▶ **What needs to be done**
Which lines of the records below contain the word "cabinet"? Report each of them in full.

▶ **Records for the task**

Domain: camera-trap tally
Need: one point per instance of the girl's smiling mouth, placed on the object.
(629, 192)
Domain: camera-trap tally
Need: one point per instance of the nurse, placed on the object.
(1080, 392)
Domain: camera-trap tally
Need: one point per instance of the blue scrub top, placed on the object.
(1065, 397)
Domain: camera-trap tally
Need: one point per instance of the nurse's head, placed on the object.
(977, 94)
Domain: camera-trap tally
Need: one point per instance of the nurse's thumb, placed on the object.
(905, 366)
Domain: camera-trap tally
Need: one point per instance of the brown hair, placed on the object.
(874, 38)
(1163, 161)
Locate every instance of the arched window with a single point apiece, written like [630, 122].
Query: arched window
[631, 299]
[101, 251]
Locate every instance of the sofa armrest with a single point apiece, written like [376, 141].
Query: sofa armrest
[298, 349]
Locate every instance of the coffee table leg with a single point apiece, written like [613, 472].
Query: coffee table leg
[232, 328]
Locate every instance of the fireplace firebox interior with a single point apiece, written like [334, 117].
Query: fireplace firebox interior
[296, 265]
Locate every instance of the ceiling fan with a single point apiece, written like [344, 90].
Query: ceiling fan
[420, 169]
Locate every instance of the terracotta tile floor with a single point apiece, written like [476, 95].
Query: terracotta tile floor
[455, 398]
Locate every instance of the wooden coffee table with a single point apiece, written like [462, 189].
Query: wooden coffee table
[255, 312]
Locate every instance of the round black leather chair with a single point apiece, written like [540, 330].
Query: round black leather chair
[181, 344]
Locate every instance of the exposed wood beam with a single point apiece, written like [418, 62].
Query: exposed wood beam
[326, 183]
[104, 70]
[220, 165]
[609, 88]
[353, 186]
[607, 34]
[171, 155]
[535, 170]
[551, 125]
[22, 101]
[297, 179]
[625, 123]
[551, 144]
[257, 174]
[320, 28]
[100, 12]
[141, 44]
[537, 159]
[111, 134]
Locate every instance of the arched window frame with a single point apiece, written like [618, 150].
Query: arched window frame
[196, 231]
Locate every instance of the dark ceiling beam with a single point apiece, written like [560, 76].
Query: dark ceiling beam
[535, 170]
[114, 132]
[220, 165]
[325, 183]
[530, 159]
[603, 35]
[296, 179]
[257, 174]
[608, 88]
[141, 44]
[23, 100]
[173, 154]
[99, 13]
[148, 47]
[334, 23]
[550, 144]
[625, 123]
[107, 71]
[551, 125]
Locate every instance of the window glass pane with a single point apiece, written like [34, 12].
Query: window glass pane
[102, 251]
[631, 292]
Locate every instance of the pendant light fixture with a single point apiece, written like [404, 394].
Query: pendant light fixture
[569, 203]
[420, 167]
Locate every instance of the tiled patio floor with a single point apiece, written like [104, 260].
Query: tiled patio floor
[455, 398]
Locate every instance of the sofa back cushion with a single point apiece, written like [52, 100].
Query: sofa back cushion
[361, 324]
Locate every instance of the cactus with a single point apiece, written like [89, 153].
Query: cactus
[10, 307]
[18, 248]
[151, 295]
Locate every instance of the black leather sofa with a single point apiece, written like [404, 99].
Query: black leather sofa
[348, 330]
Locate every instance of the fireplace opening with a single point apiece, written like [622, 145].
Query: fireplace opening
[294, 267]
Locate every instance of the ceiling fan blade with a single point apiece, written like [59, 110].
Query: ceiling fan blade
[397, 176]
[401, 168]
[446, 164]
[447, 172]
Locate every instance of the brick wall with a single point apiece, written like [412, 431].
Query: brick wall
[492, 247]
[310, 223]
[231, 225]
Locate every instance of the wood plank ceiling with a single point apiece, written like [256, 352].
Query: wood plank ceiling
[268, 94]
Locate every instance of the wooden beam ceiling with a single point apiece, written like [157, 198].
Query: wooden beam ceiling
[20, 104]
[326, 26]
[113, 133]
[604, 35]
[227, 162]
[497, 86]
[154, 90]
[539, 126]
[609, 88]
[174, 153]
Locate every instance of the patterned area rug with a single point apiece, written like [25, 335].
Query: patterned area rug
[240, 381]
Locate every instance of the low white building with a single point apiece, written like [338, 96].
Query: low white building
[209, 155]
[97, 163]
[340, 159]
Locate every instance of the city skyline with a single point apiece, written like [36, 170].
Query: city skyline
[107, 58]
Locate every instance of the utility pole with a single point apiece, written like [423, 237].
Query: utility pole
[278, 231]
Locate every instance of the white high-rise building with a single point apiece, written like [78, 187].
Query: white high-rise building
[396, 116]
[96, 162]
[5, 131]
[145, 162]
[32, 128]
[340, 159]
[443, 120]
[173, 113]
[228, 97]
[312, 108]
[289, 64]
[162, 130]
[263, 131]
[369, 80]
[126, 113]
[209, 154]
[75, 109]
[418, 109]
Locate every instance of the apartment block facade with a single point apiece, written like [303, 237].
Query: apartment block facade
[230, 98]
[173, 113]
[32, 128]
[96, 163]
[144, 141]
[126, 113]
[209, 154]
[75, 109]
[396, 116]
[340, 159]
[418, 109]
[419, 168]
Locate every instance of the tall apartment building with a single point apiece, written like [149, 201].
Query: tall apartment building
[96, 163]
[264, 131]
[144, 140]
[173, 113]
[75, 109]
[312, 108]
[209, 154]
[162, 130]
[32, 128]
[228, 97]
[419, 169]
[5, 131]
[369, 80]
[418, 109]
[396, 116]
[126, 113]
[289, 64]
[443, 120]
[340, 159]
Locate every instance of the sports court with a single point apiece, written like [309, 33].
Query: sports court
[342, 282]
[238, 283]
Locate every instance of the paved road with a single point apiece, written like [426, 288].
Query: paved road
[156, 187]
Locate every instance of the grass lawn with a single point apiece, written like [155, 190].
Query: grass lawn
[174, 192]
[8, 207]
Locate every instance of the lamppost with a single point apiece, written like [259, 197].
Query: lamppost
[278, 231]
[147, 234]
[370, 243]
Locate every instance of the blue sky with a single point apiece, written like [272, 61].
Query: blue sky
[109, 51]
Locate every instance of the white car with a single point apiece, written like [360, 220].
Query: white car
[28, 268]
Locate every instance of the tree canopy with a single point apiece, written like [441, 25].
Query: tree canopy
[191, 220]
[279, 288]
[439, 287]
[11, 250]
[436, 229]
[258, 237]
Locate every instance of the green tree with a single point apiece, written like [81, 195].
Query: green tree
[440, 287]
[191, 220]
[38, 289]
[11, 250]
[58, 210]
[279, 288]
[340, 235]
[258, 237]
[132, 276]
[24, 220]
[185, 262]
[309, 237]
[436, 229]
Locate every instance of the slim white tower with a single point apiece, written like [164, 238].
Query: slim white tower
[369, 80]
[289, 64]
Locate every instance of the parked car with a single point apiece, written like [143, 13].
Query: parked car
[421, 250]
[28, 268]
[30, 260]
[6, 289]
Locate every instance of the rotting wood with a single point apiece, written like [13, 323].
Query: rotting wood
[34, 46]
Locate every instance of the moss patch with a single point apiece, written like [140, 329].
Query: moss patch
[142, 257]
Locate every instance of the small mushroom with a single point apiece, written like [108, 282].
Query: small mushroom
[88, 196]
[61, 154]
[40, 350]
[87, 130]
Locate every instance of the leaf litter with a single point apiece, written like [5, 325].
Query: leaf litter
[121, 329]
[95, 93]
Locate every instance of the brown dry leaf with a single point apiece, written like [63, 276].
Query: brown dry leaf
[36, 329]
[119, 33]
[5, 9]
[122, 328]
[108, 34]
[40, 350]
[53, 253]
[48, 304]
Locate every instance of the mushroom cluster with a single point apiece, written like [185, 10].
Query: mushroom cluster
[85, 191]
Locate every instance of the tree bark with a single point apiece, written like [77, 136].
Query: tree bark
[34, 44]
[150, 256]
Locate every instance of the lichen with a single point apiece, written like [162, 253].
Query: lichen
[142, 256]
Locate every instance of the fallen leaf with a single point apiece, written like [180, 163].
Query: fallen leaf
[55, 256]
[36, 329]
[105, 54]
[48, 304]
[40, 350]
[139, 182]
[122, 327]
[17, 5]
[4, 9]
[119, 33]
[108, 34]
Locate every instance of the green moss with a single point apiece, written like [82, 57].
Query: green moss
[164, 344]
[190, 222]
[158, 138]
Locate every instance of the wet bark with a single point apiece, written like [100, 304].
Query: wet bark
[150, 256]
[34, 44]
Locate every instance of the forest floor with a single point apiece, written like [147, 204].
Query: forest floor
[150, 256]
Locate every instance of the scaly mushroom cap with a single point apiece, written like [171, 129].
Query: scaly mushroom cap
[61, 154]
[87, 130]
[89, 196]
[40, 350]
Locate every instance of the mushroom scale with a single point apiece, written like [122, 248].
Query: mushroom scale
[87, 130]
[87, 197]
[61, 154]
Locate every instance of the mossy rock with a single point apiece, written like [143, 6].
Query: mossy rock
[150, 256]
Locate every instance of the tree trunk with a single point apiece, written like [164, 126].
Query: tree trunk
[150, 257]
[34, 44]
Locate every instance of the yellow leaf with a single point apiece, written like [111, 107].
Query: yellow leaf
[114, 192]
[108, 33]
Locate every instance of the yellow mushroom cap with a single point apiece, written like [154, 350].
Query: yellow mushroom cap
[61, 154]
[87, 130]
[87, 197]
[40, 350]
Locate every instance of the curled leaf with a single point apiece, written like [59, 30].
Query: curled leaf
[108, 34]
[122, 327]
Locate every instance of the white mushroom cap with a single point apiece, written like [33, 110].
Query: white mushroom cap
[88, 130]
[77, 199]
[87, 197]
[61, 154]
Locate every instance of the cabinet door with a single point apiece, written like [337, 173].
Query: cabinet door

▶ **Result of the exercise**
Locate every instance of the cabinet door with a single point apiece, written like [337, 173].
Query: cabinet door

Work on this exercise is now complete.